* **Work item**: Beneath this task are records; print exactly the stretch of them from the line with "Target = recessed ceiling light" through the line with "Points = one dot per instance of the vase, each", both ends included.

* **Provided information**:
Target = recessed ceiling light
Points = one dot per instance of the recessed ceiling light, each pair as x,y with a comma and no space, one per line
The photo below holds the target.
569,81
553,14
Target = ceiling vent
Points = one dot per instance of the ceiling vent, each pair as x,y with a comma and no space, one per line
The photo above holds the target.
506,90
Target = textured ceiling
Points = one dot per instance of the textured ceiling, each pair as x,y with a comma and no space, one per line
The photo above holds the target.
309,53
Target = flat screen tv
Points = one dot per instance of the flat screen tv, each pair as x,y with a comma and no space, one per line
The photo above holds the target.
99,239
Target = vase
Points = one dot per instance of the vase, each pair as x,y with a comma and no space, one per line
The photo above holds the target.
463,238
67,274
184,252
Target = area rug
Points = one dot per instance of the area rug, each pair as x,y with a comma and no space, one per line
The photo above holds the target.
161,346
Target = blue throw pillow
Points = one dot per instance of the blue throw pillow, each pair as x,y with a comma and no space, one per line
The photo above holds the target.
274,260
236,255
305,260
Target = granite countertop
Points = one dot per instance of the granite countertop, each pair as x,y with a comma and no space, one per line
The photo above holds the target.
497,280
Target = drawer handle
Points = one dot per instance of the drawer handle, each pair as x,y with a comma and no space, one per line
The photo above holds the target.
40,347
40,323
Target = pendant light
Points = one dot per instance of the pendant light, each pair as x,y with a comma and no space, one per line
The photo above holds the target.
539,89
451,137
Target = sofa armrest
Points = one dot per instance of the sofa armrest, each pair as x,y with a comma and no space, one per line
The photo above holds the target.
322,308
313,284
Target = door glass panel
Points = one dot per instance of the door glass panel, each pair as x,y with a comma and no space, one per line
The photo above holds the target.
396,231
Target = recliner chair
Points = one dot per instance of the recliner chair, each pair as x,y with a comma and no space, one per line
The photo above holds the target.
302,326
* * *
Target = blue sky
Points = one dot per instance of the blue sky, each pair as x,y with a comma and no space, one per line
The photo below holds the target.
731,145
---
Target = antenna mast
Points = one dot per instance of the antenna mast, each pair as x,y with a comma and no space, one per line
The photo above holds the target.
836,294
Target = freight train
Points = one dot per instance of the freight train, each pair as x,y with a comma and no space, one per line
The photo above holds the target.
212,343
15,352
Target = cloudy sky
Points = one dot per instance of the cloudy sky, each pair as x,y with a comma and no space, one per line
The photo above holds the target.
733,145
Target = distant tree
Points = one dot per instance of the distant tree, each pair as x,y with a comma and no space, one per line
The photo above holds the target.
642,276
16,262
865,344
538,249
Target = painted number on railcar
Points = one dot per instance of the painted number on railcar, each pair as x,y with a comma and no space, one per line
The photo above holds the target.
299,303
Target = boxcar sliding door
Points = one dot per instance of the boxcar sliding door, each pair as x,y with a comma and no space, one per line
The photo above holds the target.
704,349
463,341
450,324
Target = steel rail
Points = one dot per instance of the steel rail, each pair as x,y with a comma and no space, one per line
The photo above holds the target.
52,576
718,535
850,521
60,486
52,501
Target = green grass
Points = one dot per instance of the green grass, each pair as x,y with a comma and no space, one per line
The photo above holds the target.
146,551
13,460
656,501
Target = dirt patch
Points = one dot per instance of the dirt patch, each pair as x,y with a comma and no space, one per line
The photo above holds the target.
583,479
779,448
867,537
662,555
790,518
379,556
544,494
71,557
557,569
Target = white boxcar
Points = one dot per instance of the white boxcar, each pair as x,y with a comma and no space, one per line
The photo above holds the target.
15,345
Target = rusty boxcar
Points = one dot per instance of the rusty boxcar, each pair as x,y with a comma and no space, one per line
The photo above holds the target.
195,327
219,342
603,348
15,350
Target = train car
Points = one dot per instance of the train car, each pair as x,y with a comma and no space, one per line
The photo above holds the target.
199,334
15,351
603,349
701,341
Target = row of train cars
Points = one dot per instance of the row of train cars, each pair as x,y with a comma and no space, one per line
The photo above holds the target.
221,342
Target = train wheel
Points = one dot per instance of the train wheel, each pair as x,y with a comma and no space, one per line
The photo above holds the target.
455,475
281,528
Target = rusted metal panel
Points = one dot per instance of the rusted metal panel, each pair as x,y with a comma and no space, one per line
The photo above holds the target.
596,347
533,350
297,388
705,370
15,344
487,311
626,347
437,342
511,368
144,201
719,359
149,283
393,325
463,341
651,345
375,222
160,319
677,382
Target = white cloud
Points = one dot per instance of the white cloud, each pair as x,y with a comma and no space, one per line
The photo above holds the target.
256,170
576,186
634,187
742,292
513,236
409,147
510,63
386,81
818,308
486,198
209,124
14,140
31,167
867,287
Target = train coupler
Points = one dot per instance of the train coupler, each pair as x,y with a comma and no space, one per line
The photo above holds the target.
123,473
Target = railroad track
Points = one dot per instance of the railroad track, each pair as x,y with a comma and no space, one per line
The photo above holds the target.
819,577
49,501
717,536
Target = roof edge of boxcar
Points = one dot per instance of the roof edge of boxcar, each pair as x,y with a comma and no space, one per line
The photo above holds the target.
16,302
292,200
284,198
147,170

* **Output for this task**:
Target = recessed ceiling light
Points = one dot per instance of the recessed ceiling light, each pair as x,y with a comma and no space, one per line
The photo below holds the target.
569,81
553,14
Target = ceiling vent
Points = one dot per instance of the ceiling vent, each pair as x,y with a comma and no space, one per line
The photo above holds the target.
506,90
Target = textured ceiling
Points = one dot per instance of the textured ceiling, each pair as x,y with a comma and no space, one per line
The photo above holds the target.
309,53
Target = flat screen tv
Points = one dot per instance of the flat screen tv, each pair as x,y with a comma and no space, one per line
The photo above holds the target.
99,239
Target = vase
Points = one dot per instance of the vase, each pair as x,y with a comma and no space, one per line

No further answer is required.